TASK STATEMENT
Reproduce every item below verbatim, in its original order, one item per line.
►
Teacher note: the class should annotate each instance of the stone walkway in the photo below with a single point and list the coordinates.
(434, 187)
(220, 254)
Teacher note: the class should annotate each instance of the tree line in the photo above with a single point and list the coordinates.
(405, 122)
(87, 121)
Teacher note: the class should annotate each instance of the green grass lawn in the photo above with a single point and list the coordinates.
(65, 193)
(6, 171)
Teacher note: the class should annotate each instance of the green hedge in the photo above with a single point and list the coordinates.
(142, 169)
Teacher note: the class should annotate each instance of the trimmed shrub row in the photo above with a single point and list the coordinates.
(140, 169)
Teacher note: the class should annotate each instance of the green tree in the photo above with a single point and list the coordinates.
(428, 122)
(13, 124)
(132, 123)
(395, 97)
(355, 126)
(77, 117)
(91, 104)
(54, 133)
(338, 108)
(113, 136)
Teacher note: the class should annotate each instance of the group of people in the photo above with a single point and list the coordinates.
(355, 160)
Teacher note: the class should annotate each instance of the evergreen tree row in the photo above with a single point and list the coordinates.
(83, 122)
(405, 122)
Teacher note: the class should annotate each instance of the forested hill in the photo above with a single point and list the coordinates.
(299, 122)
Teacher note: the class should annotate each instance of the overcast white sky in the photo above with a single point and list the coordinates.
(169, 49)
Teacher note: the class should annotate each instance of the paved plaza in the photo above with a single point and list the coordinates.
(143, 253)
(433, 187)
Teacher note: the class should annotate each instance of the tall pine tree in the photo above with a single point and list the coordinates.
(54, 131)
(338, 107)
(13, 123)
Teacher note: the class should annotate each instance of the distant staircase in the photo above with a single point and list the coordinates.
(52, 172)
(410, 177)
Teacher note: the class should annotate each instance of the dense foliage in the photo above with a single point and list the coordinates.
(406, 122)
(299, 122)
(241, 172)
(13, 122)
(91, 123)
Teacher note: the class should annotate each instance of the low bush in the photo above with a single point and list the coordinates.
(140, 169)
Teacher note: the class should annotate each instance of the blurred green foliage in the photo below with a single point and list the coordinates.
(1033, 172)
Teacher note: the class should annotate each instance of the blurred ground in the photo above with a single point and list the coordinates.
◄
OUTPUT OF THE TASK
Teacher note: the class should annotate each instance of the stone walkway in the photo below with a single point and list the coordinates.
(434, 187)
(220, 254)
Teacher note: the class should annotate each instance of the tree line in the photo above with a single point and list the coordinates.
(405, 122)
(87, 121)
Teacher note: the class should annotate each instance of the green grass lawn in the photo above with a single point and list the coordinates.
(65, 193)
(6, 171)
Teacher note: the class should annotate each instance of the green hedge in the photo above with a single point and list the coordinates.
(142, 169)
Teacher note: the class should annotate each instance of the trimmed shrub row in the photo above with a single point and list the coordinates.
(140, 169)
Teacher note: the class should annotate each instance of the green tree in the photo above with a single point and list the coordinates.
(428, 122)
(13, 124)
(132, 123)
(395, 97)
(355, 126)
(77, 117)
(91, 104)
(54, 133)
(338, 108)
(113, 136)
Teacher note: the class should annotate each instance of the group of people in the photo above with a single point and list the coordinates.
(355, 160)
Teacher note: the class should annotate each instance of the evergreen tree row in the photo above with a single point and list the coordinates.
(83, 122)
(405, 122)
Teacher note: the class should annotate each instance of the forested hill in the photo above with a single point and list the coordinates.
(299, 122)
Teacher note: the class should annotate each instance of the overcast white sky in the photo above with a single point and list the coordinates.
(169, 49)
Teacher note: the class should annotate each instance of the paved plaza in the photo above with a single point and list the coordinates.
(143, 253)
(433, 187)
Teacher note: the class should annotate each instance of the tall pine tree in the photo above with a single point and list the coordinates.
(54, 131)
(338, 107)
(13, 123)
Teacher note: the class should annotate each instance of the distant staircase in the photo above with a single point and list the coordinates.
(52, 172)
(410, 177)
Teacher note: the class should annotate each instance of the dense foliage in the photo above with a single point and list the coordinates.
(406, 122)
(299, 122)
(241, 172)
(13, 122)
(91, 123)
Teacher note: the class should annotate each instance of the low bush in the photo above with a single point and list the coordinates.
(140, 169)
Teacher note: the class should annotate each instance of the blurred green foliage in the photo below with a single point and list the coordinates.
(1033, 172)
Teacher note: the class should annotate each instance of the blurred ground in the photo above with a single point and list the coordinates.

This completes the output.